Ein Eichhörnchen, welches in den Ästen eines Baumes sitzt und an einer Nuss knabbet

CH: Bauern vernichten Kulturland

28. November 2015

Der Schweizer Bauernverband hat seine Mitglieder zu einer nationalen Manifestation aufgerufen. Am vergangenen Freitag demonstrieren sie vor dem Bundeshaus für eine Kompensationspflicht für Kulturlandverlust in Gewässerräumen.

Die Landwirtschaft schiebt den Schwarzen Peter dabei einmal mehr dem Naturschutz zu. Brisant: Neue Daten aus sechs Kantonen beweisen, dass die Bauern selber die zweitgrössten Zerstörer von Kulturland sind. Und dass der Flächenverbrauch für Massnahmen des Gewässerschutzes vernachlässigbar sind.

Offizielle Daten aus den Kantonen Zürich, Thurgau, St. Gallen Bern, Fribourg, Luzern und Graubünden und Auswertungen der Arealstatistik im Schweizer Talgebiet zeigen: Die Fläche, die Gewässerräume, Hochwasserschutzmassnahmen mit Flussrevitalisierungen und andere Naturschutzmassnamen beanspruchen, ist im Vergleich zum Kulturlandverlust, der durch diverse Überbauungen verursacht wird, verschwindend klein. Zu diesem Resultat kommt auch ein vor wenigen Tagen veröffentlichter Bericht der Geschäftsprüfungskommission des Nationalrats

Der WWF nimmt zu den Vorwürfen des Schweizer Bauernverbands wie folgt Stellung:

  1. Nationale und kantonale Bauernverbände führen eine koordinierte Kampagne gegen Naturschutzmassnahmen. Dabei blenden sie aus, dass sie selbst einer der grössten Zerstörer von Kulturland sind. Siedlungsbauten sind für 70% bis 90% des Kulturlandverlusts verantwortlich. Der Verkauf der Flächen für diesen Siedlungsbau ist eine lukrative Einnahmequelle für Bauern. Von den restlichen 10 bis 30%  des verlorenen Kulturlandes gehen 60% bis 90% auf das Konto von Ställen, Remisen, Masthallen und anderen landwirtschaftliche Bauten. Gewässer- und Naturschutz sind flächenmässig im Vergleich dazu absolut vernachlässigbar, aber unabdingbar für die Erhaltung der Biodiversität und den Schutz unseres Trinkwassers.

● BEREITGESTELLTES MATERIAL

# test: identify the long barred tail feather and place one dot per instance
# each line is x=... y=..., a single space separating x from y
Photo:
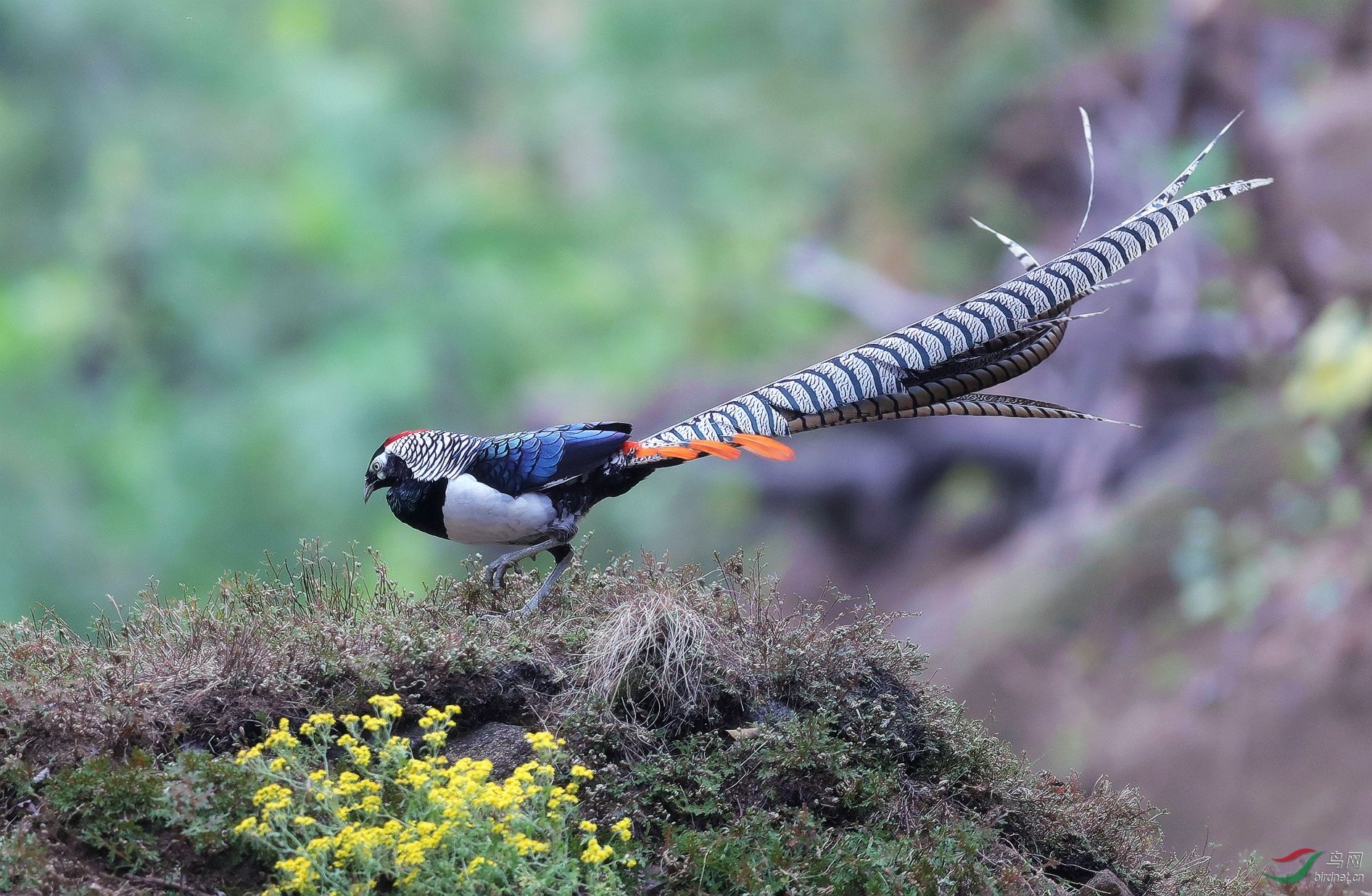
x=932 y=366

● WAS ZU TUN IST
1. Für welchen Anteil des Kulturlandverlusts sind Siedlungsbauten laut dem Textauszug zum Kulturlandverlust verantwortlich?
2. Welche landwirtschaftlichen Bauten nennt der Textauszug zum Kulturlandverlust einzeln beim Namen? Zähl sie alle auf.
3. Schreib den Textauszug zum Kulturlandverlust nach seinem letzten Satz weiter.
Das Material steht für sich und gehört nicht zum Textauszug.

● LÖSUNGEN
1. Für 70 % bis 90 % des Kulturlandverlusts.

2. Ställe, Remisen, Masthallen

3.
  2. Mit dem Bau von immer mehr und immer grösseren Ställen, Masthallen, Remisen, etc. und der miteinhergehenden Versiegelung für Zufahrten und Vorplätzen geht Jahr für Jahr viel Kulturland verloren, wie Zahlen aus verschiedenen Kantonen belegen. Dies ist einerseits wegen dem Flächenverlust problematisch. Andererseits aber auch, weil an mehr Nutztiere in der Regel auch mehr importierte Futtermittel verfüttert werden, was zu erhöhten Stickstoffemissionen führt. Diese schädigen Moore, Trockenwiesen und Wälder und gefährden damit die Biodiversität. 
  3. Kulturlandschutz im Blindflug: Anfragen bei verschiedenen Kantonen haben gezeigt, dass nur verlässliche Daten für die Überbauung von Kulturland und Fruchtfolgeflächen mit Siedlungen vorliegen, bei den anderen Bereichen nicht. Wo Zahlen vorliegen zeigt sich, dass nach dem Bau von Siedlungen jener von Ställen, Remisen, Masthallen und anderen landwirtschaftlichen Bauten der zweitgrösste Vernichter von Kulturland ist. Der Gewässer- und Naturschutz ist bezüglich der Flächenverluste vernachlässigbar, belegen sowohl Zahlen als auch qualitative Einschätzungen der Kantone.


Was nicht untersucht und somit nicht in die gesetzlichen Bestimmungen einfliesst, ist der qualitative Kulturlandschutz. So ist beispielsweise nicht untersucht, ob die Fruchtbarkeit der Böden langfristig gesichert ist, oder ob sie durch Erosion, Verdichtung oder Schadstoffe gefährdet sind. Die Kantone machen sich damit zu Komplizen des SBV, , denn sie erschweren es dadurch unnötig, die unhaltbaren Vorwürfe des SBV zu entkräften. 

Der WWF fordert deshalb folgende Massnahmen zur Eindämmung des Kulturlandverlusts:

  1. Neueinzonungen und die Überbauung noch nicht überbauter Flächen in der Bauzonen soll sich auf gut erschlossene Lagen in der Nähe der Arbeitsplätze konzentrieren, und die Mobilität muss mit dem öffentlichen Verkehr, zu Fuss und per Fahrrad abgewickelt werden können. Das verhindert den Bau von weiteren Strassen.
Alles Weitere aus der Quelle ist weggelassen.